Copy out every line of the records below that contains the string "black". Count a line only when the letters match in case.

++++

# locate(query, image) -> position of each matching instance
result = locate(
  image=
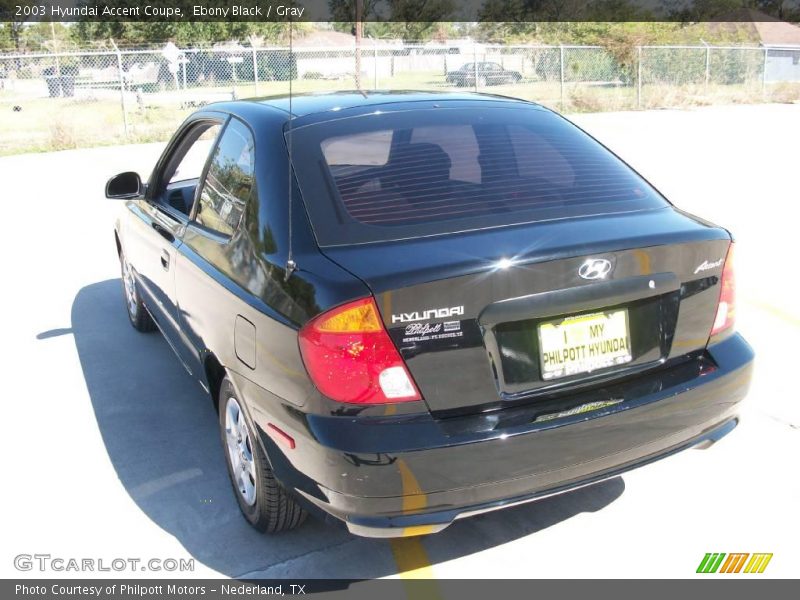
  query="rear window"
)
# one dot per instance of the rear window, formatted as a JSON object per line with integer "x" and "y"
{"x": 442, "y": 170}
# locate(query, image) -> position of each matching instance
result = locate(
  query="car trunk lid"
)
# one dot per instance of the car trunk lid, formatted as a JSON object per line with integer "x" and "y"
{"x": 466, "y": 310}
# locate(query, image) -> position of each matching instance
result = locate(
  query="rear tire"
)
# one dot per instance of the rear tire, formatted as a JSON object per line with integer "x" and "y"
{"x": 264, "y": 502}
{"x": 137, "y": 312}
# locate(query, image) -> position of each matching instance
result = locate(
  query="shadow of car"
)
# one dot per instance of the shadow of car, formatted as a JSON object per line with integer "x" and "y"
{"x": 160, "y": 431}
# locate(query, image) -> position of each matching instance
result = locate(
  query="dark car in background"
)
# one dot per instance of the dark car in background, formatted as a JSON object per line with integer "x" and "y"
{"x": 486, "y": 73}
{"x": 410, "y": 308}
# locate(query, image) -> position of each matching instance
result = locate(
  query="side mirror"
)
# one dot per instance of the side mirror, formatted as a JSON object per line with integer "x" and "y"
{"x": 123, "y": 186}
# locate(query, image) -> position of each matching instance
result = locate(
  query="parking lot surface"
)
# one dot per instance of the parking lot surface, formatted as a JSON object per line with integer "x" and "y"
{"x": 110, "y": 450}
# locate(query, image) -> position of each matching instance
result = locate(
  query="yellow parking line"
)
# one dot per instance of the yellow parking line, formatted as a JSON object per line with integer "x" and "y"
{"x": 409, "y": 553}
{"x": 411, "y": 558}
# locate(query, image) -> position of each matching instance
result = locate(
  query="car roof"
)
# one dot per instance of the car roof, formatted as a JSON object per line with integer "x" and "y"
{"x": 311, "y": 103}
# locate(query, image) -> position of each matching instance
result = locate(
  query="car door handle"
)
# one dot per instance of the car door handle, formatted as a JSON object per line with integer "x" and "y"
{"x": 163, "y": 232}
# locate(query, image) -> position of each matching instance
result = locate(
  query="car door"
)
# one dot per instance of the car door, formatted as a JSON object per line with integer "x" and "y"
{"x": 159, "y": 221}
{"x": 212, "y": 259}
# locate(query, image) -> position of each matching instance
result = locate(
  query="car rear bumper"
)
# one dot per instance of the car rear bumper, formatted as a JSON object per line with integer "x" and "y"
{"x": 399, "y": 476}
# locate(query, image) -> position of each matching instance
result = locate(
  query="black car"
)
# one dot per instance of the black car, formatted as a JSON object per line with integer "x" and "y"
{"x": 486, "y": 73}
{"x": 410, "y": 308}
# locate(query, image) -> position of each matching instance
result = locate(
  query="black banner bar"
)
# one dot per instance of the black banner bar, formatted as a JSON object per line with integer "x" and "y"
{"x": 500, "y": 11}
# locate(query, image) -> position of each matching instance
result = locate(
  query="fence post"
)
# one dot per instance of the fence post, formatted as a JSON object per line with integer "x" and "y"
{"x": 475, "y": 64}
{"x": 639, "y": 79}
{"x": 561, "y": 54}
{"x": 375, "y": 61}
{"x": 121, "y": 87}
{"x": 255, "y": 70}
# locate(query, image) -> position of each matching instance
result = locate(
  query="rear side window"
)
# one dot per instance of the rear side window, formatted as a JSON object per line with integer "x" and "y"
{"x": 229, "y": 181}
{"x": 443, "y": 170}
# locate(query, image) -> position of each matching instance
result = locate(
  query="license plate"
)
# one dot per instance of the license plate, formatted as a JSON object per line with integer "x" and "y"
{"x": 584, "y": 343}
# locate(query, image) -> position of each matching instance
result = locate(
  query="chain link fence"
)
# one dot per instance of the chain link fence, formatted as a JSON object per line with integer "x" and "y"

++++

• **EXERCISE SOLUTION**
  query="black car"
# one dot per instance of the black car, formatted as a JSON object per line with integer "x" and "y"
  query="black banner bar"
# one dot per instance of the black banner bar, formatted as a JSON object per line with integer "x" and "y"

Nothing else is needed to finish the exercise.